**Stated exercise:**
Lines before the one containing "If you could tag the rectangular" are excluded; retype that line and all remaining lines of the material exactly.

━━━━━ Supplied material ━━━━━

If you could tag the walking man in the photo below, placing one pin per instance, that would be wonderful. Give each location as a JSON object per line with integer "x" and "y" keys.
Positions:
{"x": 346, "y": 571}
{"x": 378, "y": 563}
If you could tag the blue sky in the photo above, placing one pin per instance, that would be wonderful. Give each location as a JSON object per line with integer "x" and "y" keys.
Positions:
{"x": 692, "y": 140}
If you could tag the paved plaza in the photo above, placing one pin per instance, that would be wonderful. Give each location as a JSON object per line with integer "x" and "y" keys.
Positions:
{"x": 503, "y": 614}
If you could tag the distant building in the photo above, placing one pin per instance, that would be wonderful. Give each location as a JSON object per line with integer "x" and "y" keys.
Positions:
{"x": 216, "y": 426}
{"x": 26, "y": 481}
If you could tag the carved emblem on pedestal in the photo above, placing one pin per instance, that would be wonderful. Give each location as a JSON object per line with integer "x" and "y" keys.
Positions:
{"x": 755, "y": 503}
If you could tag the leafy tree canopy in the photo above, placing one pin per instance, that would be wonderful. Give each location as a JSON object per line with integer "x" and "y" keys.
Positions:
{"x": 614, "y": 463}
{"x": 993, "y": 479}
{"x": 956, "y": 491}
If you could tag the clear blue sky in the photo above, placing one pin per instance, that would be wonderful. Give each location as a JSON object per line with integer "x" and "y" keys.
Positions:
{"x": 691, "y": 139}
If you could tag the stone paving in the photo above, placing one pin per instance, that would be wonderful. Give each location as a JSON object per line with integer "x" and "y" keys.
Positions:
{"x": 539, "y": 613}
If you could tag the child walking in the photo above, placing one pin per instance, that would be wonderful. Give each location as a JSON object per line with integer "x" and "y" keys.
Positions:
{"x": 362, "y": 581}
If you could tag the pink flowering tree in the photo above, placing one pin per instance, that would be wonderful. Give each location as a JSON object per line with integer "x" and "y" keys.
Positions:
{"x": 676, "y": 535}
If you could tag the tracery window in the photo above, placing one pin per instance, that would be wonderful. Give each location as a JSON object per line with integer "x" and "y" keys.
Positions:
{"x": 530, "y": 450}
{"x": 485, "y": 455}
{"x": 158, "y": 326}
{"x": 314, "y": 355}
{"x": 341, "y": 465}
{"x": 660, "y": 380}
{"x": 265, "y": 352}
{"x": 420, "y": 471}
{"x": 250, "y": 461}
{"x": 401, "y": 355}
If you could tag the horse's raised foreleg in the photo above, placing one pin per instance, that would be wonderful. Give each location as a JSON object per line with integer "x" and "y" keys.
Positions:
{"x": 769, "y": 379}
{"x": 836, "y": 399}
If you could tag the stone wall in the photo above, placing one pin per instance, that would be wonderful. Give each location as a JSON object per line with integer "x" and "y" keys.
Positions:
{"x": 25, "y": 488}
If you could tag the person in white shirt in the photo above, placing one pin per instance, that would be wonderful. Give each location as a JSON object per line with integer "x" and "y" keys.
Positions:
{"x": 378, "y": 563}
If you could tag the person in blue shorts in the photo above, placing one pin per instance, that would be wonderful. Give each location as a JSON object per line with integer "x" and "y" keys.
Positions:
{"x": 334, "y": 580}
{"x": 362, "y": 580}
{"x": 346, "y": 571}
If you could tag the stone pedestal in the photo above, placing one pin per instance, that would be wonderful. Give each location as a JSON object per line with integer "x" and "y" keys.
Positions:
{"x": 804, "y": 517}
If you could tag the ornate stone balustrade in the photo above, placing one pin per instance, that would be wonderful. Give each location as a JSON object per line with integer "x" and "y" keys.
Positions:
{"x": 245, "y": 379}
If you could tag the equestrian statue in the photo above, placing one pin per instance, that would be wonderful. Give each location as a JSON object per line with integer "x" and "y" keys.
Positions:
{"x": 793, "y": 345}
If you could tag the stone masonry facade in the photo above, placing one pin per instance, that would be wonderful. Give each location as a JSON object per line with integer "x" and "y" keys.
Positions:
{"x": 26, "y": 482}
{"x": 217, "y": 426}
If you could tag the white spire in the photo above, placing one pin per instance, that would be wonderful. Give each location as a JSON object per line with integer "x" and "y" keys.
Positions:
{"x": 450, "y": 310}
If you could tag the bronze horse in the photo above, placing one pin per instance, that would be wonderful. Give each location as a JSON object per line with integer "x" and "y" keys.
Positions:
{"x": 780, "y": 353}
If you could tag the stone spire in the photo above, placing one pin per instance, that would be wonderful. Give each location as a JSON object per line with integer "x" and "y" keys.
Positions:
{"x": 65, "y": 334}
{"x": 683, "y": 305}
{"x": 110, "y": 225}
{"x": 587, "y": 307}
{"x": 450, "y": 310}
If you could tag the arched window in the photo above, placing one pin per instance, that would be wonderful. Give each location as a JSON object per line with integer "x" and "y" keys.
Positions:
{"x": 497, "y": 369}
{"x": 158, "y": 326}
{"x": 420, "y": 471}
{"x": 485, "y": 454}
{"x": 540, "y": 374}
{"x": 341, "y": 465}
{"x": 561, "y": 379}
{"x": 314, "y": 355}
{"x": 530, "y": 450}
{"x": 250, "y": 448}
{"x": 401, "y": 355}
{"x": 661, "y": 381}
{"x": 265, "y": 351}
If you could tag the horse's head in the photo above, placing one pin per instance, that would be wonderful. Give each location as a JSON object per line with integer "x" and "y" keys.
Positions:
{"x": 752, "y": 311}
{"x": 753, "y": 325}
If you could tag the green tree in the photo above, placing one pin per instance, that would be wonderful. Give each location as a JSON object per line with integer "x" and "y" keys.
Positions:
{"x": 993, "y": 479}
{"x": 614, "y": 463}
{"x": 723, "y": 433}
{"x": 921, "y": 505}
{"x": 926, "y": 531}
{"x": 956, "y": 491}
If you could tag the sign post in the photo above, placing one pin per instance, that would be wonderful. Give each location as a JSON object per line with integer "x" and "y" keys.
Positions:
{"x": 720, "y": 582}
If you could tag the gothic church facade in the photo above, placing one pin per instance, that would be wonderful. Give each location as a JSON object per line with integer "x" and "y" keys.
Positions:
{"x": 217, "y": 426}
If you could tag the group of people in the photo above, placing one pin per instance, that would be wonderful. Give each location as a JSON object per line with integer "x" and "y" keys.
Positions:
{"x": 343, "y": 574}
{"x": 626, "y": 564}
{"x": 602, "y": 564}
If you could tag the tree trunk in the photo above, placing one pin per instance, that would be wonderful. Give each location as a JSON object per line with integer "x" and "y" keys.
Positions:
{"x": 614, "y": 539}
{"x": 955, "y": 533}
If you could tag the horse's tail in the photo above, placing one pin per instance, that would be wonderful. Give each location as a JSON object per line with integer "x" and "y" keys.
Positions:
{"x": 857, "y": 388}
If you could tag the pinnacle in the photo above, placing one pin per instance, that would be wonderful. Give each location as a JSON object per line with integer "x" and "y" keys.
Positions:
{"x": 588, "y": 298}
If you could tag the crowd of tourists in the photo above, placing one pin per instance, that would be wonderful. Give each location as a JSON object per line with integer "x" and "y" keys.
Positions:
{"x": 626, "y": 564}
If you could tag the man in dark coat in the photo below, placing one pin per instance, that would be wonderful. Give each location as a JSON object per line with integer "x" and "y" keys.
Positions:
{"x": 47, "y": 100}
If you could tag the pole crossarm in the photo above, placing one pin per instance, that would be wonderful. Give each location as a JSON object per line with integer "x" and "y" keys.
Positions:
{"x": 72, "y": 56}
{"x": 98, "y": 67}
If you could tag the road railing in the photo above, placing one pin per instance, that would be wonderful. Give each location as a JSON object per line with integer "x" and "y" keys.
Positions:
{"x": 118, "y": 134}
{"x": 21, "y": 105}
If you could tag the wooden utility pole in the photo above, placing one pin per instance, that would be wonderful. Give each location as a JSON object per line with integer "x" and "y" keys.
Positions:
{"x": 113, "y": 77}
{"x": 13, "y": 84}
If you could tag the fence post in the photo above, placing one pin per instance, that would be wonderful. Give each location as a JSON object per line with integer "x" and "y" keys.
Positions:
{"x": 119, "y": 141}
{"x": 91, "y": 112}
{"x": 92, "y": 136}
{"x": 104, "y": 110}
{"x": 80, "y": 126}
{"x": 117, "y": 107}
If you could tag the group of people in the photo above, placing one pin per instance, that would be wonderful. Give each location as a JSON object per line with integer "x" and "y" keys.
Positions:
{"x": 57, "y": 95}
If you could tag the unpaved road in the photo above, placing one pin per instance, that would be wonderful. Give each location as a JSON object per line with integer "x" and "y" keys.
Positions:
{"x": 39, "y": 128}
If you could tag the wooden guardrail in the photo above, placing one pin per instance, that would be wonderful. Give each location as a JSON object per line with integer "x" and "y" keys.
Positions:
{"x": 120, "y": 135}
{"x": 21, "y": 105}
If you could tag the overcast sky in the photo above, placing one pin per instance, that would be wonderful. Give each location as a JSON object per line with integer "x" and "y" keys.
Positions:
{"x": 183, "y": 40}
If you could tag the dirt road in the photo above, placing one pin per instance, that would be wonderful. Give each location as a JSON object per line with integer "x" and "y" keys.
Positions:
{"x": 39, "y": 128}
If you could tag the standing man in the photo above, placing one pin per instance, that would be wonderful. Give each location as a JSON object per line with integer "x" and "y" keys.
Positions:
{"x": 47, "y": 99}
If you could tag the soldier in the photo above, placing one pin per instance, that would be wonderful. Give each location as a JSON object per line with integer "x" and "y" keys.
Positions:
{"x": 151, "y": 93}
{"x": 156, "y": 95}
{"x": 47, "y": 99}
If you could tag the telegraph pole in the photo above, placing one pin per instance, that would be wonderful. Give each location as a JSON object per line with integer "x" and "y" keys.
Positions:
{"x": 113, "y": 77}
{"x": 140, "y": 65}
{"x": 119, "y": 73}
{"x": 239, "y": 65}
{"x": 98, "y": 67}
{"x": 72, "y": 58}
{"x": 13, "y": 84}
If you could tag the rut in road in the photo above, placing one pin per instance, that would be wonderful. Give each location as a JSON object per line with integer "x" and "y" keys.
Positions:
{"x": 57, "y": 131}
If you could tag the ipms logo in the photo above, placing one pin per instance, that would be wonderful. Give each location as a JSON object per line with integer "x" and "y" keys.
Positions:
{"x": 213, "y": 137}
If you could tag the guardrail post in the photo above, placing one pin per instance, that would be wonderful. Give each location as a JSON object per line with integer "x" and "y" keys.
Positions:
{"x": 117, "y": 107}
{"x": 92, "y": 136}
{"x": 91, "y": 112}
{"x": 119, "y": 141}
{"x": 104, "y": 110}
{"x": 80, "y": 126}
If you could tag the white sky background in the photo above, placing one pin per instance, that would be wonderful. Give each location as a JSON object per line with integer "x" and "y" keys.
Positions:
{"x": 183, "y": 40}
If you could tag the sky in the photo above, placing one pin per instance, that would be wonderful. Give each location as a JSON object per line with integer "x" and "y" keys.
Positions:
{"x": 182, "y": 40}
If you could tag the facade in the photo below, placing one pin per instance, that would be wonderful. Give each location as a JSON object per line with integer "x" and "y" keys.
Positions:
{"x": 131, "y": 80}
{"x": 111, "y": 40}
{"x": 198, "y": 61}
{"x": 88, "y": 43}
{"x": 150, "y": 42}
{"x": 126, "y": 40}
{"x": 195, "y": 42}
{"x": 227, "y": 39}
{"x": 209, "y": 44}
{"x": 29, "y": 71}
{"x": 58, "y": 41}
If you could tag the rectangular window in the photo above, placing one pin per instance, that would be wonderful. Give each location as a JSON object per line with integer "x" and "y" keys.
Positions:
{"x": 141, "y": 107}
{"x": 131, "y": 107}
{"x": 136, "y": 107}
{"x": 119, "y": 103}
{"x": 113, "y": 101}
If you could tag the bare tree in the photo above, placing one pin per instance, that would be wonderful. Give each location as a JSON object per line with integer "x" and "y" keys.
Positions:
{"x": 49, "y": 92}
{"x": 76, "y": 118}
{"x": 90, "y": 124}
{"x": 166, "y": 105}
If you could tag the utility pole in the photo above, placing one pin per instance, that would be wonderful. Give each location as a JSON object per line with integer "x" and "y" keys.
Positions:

━━━━━

**Reply:**
If you could tag the rectangular window in the photo above, placing one pin per instance, that would be wonderful. Give each location as a JSON object per line with integer "x" and "y" keys.
Positions:
{"x": 141, "y": 107}
{"x": 131, "y": 107}
{"x": 136, "y": 107}
{"x": 119, "y": 103}
{"x": 113, "y": 101}
If you could tag the bare tree in the photo above, placing one pin per instance, that would be wonderful. Give each location as a JSON object per line with integer "x" and "y" keys.
Positions:
{"x": 49, "y": 92}
{"x": 76, "y": 118}
{"x": 90, "y": 124}
{"x": 166, "y": 105}
If you could tag the utility pole in the photo above, placing one pin per instance, that would be wonderful. Give each location as a JSON object per line with integer "x" and "y" keys.
Positions:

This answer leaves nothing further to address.